## Excerpted text
-- start --

# 330 Peterbilt Hooklift



## hlntoiz (Jan 13, 2009)

Well, Sold the GMC 6500 and got my dream truck this spring. Found it on Ebay. Here are some pics of when I bought it, during the transformation and how it looks now.

Cosmetically it is pretty much done. Just need to add a bigger fuel tank and some sort of back rack for storage. Mechanically she runs good, a few minor leaks and drips but that should be all taken care of this winter (if we get good snow.) She needs a little more nut under the hood. I want to juice her up a little.


----------



## hlntoiz (Jan 13, 2009)

Finished pics


----------



## wizardsr (Aug 8, 2006)

Wow Matt! That thing is sweeeeeeet! Makes that trailer look like a toy! Congrats! 

ussmileyflag


----------



## mercer_me (Sep 13, 2008)

Nice truck. I like the Peterbilt aluminum cabs. How many speed is it?


----------



## hlntoiz (Jan 13, 2009)

wizardsr;1073104 said:


> Wow Matt! That thing is sweeeeeeet! Makes that trailer look like a toy! Congrats!
> 
> ussmileyflag


Thanks Brendan. I love the truck, I always loved the Pete's, I feel it has been a huge leap in efficiency for me. Just makes me that more productive. Just being able to move 2 machines at once is priceless. I need a couple bigger cans though. I can hook a 36" or a 54". But it works for now. Looking for a 20yd and a 12 yd one as well as a flat bed. I borrow my buddies when I need one but I want my own.


----------



## nicksplowing (Oct 5, 2005)

-- end --

[Entries from an annotation dataset]
-- start --

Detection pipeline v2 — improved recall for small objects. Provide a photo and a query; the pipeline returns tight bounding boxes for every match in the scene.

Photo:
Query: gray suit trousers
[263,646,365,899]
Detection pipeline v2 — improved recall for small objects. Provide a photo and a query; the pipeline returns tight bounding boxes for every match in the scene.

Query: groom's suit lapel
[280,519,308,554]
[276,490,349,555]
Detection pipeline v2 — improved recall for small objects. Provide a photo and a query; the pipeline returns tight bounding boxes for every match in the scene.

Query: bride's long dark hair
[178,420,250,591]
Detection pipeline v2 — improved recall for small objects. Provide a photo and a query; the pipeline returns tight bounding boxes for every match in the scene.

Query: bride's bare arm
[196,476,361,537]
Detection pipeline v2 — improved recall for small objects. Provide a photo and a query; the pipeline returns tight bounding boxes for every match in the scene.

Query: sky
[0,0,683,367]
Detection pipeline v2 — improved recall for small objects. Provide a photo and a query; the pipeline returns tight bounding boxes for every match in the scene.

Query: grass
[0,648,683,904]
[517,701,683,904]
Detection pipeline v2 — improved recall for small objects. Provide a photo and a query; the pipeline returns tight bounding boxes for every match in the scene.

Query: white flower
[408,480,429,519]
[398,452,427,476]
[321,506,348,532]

-- end --

## Tasks to perform
1. Answer these questions about the hooklift thread:
(a) Which truck did the poster sell before getting the Peterbilt?
(b) Where did the poster find the Peterbilt?
(c) What kind of cabs does mercer_me say they like?
2. Transcribe the part of the hooklift thread starting with "## wizardsr (Aug" and going on through "(Sep 13, 2008)".
3. Go on with the hooklift thread from the point where it stops.

## Replies
1.
(a) A GMC 6500
(b) On Ebay
(c) Peterbilt aluminum cabs

2.
## wizardsr (Aug 8, 2006)

Wow Matt! That thing is sweeeeeeet! Makes that trailer look like a toy! Congrats! 

ussmileyflag


----------



## mercer_me (Sep 13, 2008)

3.
very nice truck matt congrats

outta curiousity whats the g.v.w. on that?


----------



## hlntoiz (Jan 13, 2009)

nicksplowing;1073121 said:


> very nice truck matt congrats
> 
> outta curiousity whats the g.v.w. on that?


Thanks 33k GVW. I have my Class A CDL of course.


----------



## wizardsr (Aug 8, 2006)

So, are you putting a plow on it or just running the Dodge now?

I was looking at stellar hooklifts at the fair this year. Would love to have one on an F550-size truck and be able to switch between cans for hauling snow, spreader, landscape body, and flat bed. One day...


----------



## toby4492 (Dec 28, 2005)

Sweet lookin ride Matt. Congrats


----------



## JD Dave (Mar 20, 2007)

Very sweet truck. Hope it works really well for you.


----------



## salopez (Apr 11, 2004)

gotta love a Pete...here the one I picked up this spring for a song!


----------



## Jelinek61 (Mar 16, 2009)

Sweet truck, i love the color matched fleet, even the takeuchi from the factory matches. What other hooklift bodies do you have/want to buy?


----------



## SullivanSeptic (Nov 30, 2008)

I am super jealous. I need one of those badly. Love the two tone paint. Except it should be an Irish green color instead of red!


----------



## Dan85 (Oct 14, 2008)

Very Nice! It definitely looks like a whole different truck after the paint! 

Any issues with towing the trailer, looks like you could almost hit the box on a tight corner? Also, looks like you got rid of the tarp system that was in the first pictures?


----------



## hlntoiz (Jan 13, 2009)

wizardsr;1073181 said:


> So, are you putting a plow on it or just running the Dodge now?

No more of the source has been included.